======== FRAGMENTO DE TEXTO
México D.F. Miércoles 7 de abril de 2004
Lo material se lo iba a llevar... pero las personas
sí se hubieran salvado: sobreviviente
Dolor, desolación, angustia y una queja al aire
en el sepelio de las víctimas de Piedras Negras
ALONSO URRUTIA ENVIADO
Piedras Negras, Coah., 6 de abril. La tarde de
hoy es intensa en el panteón municipal. El dolor campea en el lugar
y los deudos se entrecruzan por las veredas de las tumbas para llegar a
alguno de los nueve entierros que en muy poco tiempo deben desahogar los
agobiados sepultureros.
Las
carrozas transitan sin cesar en esta tarde. Se diría que el panteón
está congestionado con el lento paso de cadáveres
y la peregrinación de deudos que los siguen hasta sus tumbas. Historias
diversas, cuyo denominador común es el trágico final de la
vida de un familiar que soportó hasta el límite la crecida
del agua o por la azarosa volcadura de la troka en su carrera por
escapar del agua.
Hacia la parte sur del cementerio la tragedia abarca tres
generaciones. Desde la abuela Asunción Scott viuda de Luna, la hija
Santa Ofelia de Luna Scott y hasta la nieta Graciela Hernández,
fallecidas por el brutal golpe del agua nunca visto en la región.
Más allá, David Torres, de 12 años,
asiste al sepelio de su madre, Suzel Esparza, y al de su hermana, Mariana
Torres, quienes no tuvieron la suerte de él, quien salvó
la vida tras volcar el carro en el que huían dse la crecida.
Poco más al centro los restos de un par de hermanos
-Rosa Elia y Beatriz Galván- serán enterrados cuando el sepulturero
tenga tiempo.
================
### CONSIGNA:
Transcribe completa la crónica de arriba sobre el sepelio de las víctimas de Piedras Negras, sin cambiar nada.
======== REGISTROS
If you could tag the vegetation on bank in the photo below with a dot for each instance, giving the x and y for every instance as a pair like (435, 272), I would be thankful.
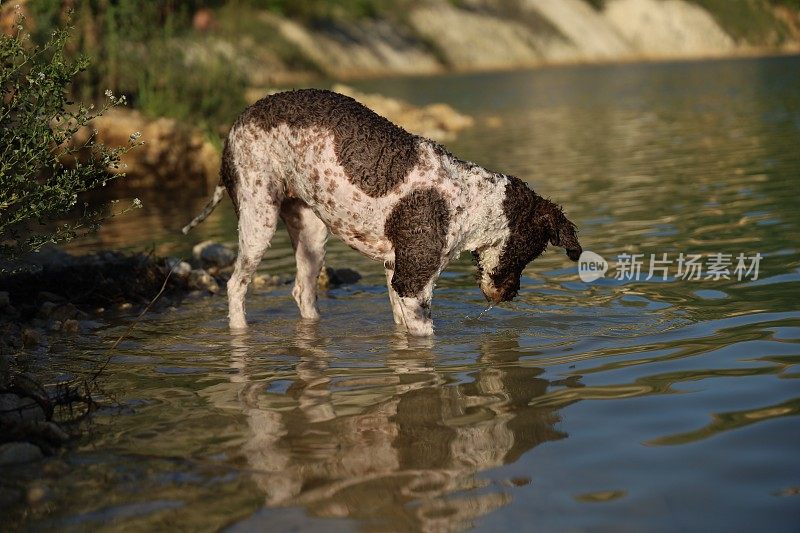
(193, 60)
(42, 171)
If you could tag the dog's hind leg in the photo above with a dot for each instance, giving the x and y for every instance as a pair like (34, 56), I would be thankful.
(309, 235)
(258, 218)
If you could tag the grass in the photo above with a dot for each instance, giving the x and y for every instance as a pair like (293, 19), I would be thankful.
(749, 21)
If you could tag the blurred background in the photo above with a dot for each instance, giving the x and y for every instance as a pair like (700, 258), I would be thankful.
(188, 68)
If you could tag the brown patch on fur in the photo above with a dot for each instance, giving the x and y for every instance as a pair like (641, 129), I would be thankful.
(376, 154)
(229, 177)
(532, 222)
(417, 227)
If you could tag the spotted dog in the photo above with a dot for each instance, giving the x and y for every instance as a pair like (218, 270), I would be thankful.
(323, 163)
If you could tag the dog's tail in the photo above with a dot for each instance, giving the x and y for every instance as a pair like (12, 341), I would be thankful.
(218, 193)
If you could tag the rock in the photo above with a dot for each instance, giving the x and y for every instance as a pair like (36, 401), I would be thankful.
(70, 326)
(16, 409)
(436, 121)
(49, 431)
(180, 269)
(45, 296)
(58, 311)
(210, 253)
(342, 276)
(173, 154)
(266, 280)
(200, 279)
(46, 309)
(31, 337)
(19, 452)
(9, 496)
(36, 494)
(668, 29)
(10, 337)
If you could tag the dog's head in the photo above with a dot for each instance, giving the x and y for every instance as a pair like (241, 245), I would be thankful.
(531, 223)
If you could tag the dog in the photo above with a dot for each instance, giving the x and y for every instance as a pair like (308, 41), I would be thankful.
(322, 162)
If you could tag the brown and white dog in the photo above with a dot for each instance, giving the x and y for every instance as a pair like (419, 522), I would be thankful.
(323, 162)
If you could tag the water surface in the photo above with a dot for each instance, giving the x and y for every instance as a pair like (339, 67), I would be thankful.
(616, 405)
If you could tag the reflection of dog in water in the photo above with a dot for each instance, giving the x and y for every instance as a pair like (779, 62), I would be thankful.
(403, 443)
(323, 162)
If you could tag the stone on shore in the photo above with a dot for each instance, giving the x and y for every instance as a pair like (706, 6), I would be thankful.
(202, 280)
(12, 453)
(213, 254)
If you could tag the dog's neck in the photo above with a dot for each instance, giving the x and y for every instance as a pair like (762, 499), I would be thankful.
(482, 219)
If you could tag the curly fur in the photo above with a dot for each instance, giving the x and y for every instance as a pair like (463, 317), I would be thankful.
(376, 154)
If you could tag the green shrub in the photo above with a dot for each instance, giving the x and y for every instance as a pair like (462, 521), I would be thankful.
(148, 52)
(42, 172)
(747, 21)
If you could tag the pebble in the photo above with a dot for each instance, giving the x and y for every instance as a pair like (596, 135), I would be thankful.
(31, 337)
(262, 281)
(19, 452)
(200, 279)
(211, 253)
(15, 409)
(35, 494)
(70, 326)
(181, 269)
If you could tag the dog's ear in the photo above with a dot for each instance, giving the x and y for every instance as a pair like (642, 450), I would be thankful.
(563, 233)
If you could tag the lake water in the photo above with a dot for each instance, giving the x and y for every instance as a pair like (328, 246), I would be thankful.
(620, 404)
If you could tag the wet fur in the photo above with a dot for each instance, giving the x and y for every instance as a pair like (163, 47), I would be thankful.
(323, 162)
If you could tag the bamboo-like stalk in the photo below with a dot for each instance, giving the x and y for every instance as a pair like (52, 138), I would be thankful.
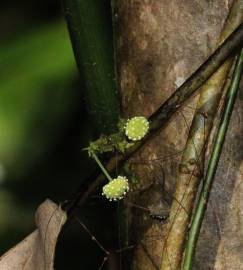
(191, 167)
(90, 28)
(212, 166)
(228, 48)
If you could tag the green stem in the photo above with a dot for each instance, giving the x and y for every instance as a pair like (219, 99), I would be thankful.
(90, 27)
(212, 167)
(95, 157)
(166, 110)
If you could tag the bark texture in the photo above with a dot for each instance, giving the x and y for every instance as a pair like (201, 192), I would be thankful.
(159, 43)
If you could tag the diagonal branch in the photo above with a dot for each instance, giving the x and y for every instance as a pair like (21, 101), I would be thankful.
(163, 114)
(192, 163)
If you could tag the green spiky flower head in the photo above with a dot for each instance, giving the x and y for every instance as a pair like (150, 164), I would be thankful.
(136, 128)
(116, 189)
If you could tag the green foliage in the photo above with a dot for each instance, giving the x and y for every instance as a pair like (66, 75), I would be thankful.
(36, 78)
(90, 28)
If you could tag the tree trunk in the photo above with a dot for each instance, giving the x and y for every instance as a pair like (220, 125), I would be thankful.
(158, 45)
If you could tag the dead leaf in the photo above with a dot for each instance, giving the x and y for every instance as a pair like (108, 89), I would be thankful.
(36, 251)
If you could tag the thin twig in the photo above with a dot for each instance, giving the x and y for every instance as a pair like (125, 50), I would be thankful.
(163, 114)
(192, 162)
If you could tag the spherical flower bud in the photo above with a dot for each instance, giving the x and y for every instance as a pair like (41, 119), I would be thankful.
(136, 128)
(116, 189)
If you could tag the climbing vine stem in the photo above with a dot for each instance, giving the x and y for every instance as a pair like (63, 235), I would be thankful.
(159, 118)
(212, 167)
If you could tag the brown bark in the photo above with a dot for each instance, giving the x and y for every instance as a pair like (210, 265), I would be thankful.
(159, 43)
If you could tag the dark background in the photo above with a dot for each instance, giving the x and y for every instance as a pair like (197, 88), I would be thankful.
(44, 126)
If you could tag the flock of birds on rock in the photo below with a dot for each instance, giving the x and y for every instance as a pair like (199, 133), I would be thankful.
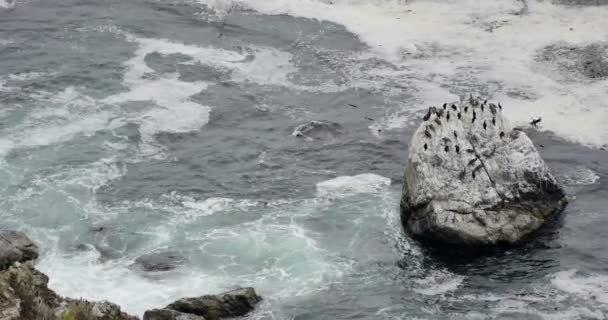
(474, 102)
(439, 126)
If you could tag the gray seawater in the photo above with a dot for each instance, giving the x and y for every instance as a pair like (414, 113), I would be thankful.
(131, 127)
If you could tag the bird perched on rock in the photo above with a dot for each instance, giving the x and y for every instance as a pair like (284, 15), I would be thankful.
(535, 121)
(428, 115)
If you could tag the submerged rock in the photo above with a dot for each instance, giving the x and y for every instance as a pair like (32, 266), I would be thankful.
(161, 261)
(318, 129)
(472, 180)
(212, 307)
(15, 246)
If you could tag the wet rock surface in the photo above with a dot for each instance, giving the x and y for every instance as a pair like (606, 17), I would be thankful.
(473, 180)
(160, 261)
(168, 314)
(233, 303)
(24, 291)
(15, 246)
(318, 129)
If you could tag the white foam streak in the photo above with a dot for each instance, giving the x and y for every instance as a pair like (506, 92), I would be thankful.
(439, 41)
(349, 185)
(587, 287)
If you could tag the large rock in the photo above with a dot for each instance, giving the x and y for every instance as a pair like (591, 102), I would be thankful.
(24, 291)
(24, 294)
(15, 246)
(473, 180)
(168, 314)
(213, 307)
(160, 261)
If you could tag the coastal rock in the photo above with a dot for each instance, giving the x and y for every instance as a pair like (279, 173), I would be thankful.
(213, 307)
(318, 129)
(168, 314)
(15, 246)
(86, 310)
(24, 294)
(473, 180)
(161, 261)
(24, 291)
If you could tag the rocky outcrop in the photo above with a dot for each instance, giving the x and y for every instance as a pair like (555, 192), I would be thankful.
(168, 314)
(15, 246)
(318, 129)
(24, 292)
(473, 180)
(213, 307)
(160, 261)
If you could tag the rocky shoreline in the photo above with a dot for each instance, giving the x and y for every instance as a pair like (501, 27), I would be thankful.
(25, 295)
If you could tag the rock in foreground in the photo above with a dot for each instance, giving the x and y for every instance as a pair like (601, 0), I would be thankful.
(24, 291)
(472, 180)
(213, 307)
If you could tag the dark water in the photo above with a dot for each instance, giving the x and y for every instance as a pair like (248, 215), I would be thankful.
(131, 127)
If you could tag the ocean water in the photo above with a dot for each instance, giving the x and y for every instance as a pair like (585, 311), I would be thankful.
(141, 126)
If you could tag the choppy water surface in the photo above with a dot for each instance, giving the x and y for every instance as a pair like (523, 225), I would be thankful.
(131, 127)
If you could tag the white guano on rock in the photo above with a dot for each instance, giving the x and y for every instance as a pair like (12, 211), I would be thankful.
(474, 180)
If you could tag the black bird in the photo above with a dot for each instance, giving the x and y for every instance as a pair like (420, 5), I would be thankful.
(535, 121)
(427, 116)
(462, 174)
(493, 108)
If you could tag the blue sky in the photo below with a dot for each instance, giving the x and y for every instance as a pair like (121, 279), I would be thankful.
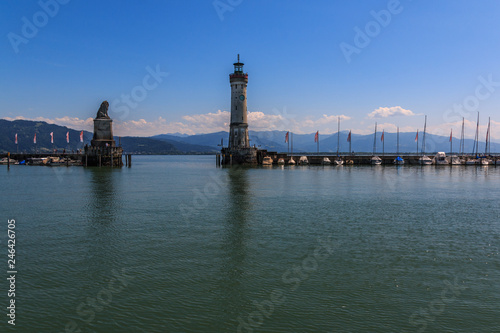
(411, 58)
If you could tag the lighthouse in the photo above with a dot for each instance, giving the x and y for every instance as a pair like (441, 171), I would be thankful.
(238, 128)
(239, 150)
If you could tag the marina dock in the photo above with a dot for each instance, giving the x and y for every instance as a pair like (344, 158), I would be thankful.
(354, 159)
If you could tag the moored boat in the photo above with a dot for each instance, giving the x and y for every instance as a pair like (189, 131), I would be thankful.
(7, 160)
(375, 160)
(425, 160)
(440, 159)
(303, 160)
(455, 160)
(267, 161)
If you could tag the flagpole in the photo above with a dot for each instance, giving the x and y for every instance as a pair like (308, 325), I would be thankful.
(318, 142)
(451, 142)
(383, 143)
(417, 142)
(350, 140)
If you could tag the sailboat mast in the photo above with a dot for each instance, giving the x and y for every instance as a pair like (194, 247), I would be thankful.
(397, 148)
(487, 138)
(423, 140)
(338, 136)
(475, 149)
(462, 138)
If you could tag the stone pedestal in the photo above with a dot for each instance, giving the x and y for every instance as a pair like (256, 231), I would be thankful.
(103, 133)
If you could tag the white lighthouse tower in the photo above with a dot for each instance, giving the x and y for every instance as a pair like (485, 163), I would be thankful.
(238, 128)
(239, 150)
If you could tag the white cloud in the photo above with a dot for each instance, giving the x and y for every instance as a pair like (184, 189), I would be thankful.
(75, 123)
(260, 121)
(384, 112)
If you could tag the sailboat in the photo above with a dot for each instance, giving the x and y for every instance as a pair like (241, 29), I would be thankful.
(375, 160)
(485, 160)
(291, 161)
(398, 160)
(475, 147)
(338, 160)
(424, 160)
(456, 160)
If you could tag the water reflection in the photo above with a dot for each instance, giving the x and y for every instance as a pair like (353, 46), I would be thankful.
(101, 213)
(234, 242)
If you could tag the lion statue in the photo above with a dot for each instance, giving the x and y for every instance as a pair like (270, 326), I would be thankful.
(103, 111)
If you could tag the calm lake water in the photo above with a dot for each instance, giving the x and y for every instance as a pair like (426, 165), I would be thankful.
(175, 244)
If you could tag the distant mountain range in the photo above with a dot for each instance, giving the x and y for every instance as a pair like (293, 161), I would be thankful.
(211, 143)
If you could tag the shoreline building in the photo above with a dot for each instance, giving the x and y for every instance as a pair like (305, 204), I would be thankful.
(103, 150)
(239, 150)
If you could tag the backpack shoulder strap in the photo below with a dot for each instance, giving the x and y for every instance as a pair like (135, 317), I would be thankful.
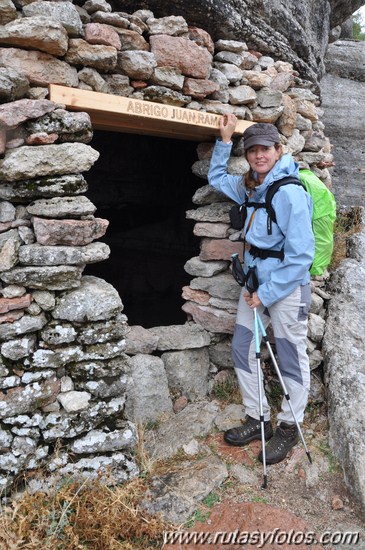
(271, 216)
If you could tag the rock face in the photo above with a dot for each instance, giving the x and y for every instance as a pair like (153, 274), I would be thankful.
(294, 31)
(345, 366)
(71, 369)
(345, 65)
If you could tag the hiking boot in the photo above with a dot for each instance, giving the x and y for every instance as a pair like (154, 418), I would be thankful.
(285, 437)
(250, 430)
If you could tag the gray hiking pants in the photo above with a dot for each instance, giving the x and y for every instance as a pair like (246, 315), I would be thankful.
(289, 319)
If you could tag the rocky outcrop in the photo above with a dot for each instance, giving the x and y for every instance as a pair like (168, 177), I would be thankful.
(72, 372)
(345, 78)
(345, 365)
(289, 31)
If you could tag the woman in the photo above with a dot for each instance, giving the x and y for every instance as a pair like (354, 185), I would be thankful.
(283, 295)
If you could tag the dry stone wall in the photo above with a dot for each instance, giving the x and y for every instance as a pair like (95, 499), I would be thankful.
(75, 378)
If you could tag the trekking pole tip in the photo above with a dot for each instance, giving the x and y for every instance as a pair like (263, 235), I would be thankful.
(264, 483)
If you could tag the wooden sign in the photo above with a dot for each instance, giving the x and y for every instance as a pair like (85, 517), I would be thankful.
(137, 116)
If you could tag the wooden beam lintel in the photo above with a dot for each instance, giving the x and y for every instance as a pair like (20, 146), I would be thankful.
(124, 114)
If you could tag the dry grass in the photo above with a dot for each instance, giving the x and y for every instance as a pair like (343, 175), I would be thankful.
(347, 223)
(90, 515)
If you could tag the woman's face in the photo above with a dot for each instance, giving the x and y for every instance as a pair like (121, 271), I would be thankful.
(262, 159)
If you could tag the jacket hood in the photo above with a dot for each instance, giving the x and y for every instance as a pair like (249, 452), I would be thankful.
(284, 167)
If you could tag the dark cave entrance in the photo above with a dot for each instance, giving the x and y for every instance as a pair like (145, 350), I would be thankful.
(143, 185)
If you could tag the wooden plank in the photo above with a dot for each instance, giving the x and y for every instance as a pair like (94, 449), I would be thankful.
(124, 114)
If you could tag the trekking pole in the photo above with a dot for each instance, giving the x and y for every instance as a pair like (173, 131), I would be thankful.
(287, 396)
(251, 282)
(259, 381)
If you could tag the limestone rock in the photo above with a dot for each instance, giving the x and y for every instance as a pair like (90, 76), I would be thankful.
(48, 160)
(188, 57)
(38, 33)
(65, 12)
(147, 393)
(68, 232)
(94, 300)
(39, 68)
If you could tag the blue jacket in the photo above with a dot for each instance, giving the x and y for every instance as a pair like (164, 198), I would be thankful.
(293, 232)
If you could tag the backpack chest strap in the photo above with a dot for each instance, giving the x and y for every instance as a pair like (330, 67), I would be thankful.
(264, 253)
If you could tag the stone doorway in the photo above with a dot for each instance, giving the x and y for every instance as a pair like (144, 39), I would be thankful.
(143, 185)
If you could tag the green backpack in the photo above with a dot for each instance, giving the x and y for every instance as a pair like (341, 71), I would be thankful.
(323, 217)
(323, 220)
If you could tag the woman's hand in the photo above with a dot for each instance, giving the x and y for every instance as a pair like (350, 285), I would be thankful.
(227, 125)
(252, 301)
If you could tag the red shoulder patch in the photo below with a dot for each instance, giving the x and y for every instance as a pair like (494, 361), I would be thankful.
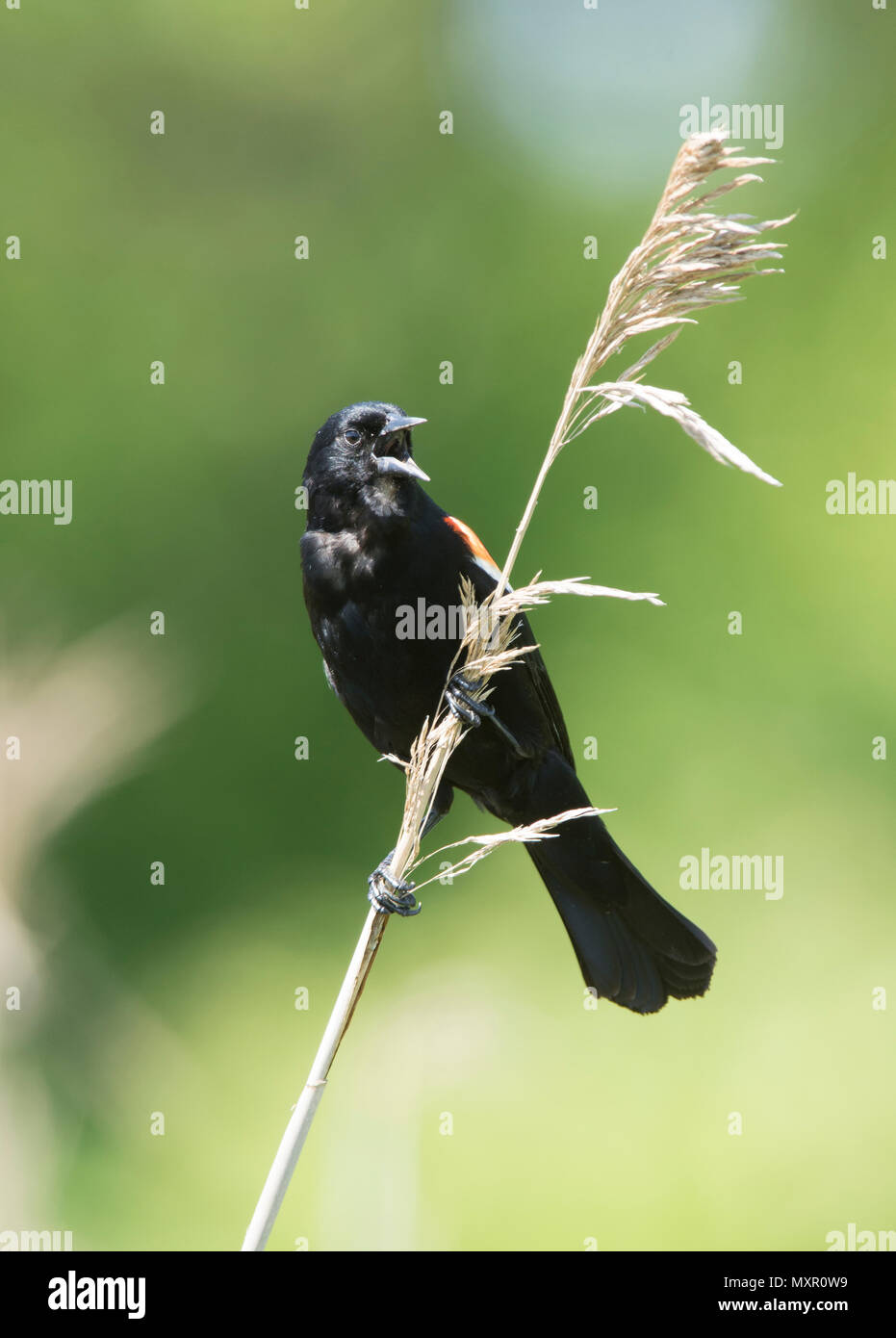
(474, 545)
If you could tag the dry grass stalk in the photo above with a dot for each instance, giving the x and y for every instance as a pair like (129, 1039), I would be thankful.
(687, 260)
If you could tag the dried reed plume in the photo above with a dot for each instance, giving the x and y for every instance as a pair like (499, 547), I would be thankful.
(687, 260)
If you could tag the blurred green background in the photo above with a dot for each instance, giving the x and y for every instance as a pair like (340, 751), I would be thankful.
(181, 998)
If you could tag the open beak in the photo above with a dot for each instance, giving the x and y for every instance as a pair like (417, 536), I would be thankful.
(394, 456)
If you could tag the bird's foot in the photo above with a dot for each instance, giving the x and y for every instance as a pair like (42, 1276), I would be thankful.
(391, 895)
(464, 707)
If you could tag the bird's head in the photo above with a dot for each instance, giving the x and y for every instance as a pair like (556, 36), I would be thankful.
(364, 450)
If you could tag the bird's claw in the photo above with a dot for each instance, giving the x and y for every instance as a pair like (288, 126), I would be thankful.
(462, 704)
(473, 712)
(391, 895)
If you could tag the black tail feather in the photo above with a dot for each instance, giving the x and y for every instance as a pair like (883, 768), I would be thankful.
(632, 946)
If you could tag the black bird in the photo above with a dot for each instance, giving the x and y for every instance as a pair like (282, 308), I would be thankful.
(376, 544)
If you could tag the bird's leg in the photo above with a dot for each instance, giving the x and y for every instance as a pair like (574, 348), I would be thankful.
(464, 706)
(392, 895)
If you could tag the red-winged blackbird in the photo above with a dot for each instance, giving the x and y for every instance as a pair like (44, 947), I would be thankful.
(377, 545)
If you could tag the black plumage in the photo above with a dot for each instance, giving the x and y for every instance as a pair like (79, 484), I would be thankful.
(376, 544)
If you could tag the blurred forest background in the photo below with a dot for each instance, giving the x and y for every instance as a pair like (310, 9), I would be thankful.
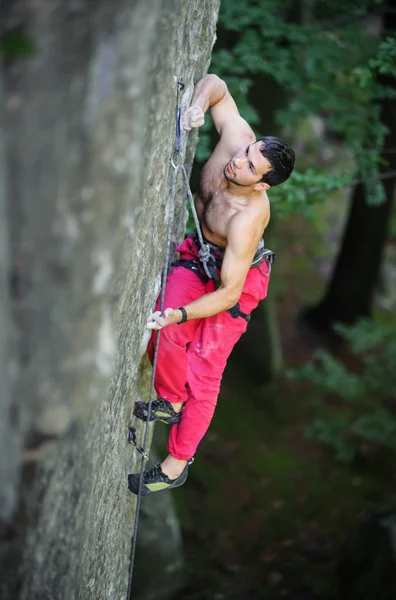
(294, 487)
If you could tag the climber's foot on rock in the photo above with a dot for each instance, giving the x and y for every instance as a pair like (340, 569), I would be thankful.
(155, 480)
(161, 410)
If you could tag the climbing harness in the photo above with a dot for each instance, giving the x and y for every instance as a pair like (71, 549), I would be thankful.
(214, 261)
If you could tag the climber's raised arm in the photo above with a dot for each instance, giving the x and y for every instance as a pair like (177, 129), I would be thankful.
(212, 93)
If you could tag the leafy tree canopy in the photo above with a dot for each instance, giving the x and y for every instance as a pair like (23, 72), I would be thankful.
(327, 57)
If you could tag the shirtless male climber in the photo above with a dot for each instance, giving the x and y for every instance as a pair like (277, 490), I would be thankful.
(198, 331)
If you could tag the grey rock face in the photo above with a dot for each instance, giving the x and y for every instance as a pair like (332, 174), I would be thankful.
(89, 128)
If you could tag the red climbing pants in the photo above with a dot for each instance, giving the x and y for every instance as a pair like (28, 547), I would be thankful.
(192, 356)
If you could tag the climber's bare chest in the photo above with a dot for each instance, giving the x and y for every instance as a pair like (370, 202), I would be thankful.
(215, 207)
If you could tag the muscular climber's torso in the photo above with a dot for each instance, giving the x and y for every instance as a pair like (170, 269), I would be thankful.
(216, 206)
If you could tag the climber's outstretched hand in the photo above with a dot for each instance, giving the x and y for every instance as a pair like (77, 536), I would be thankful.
(168, 317)
(193, 117)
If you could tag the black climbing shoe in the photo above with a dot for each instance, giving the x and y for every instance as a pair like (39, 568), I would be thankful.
(154, 480)
(161, 410)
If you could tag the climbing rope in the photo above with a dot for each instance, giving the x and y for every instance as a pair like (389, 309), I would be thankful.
(142, 449)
================
### SOLUCIÓN:
México D.F. Miércoles 7 de abril de 2004
Lo material se lo iba a llevar... pero las personas
sí se hubieran salvado: sobreviviente
Dolor, desolación, angustia y una queja al aire
en el sepelio de las víctimas de Piedras Negras
ALONSO URRUTIA ENVIADO
Piedras Negras, Coah., 6 de abril. La tarde de
hoy es intensa en el panteón municipal. El dolor campea en el lugar
y los deudos se entrecruzan por las veredas de las tumbas para llegar a
alguno de los nueve entierros que en muy poco tiempo deben desahogar los
agobiados sepultureros.
Las
carrozas transitan sin cesar en esta tarde. Se diría que el panteón
está congestionado con el lento paso de cadáveres
y la peregrinación de deudos que los siguen hasta sus tumbas. Historias
diversas, cuyo denominador común es el trágico final de la
vida de un familiar que soportó hasta el límite la crecida
del agua o por la azarosa volcadura de la troka en su carrera por
escapar del agua.
Hacia la parte sur del cementerio la tragedia abarca tres
generaciones. Desde la abuela Asunción Scott viuda de Luna, la hija
Santa Ofelia de Luna Scott y hasta la nieta Graciela Hernández,
fallecidas por el brutal golpe del agua nunca visto en la región.
Más allá, David Torres, de 12 años,
asiste al sepelio de su madre, Suzel Esparza, y al de su hermana, Mariana
Torres, quienes no tuvieron la suerte de él, quien salvó
la vida tras volcar el carro en el que huían dse la crecida.
Poco más al centro los restos de un par de hermanos
-Rosa Elia y Beatriz Galván- serán enterrados cuando el sepulturero
tenga tiempo.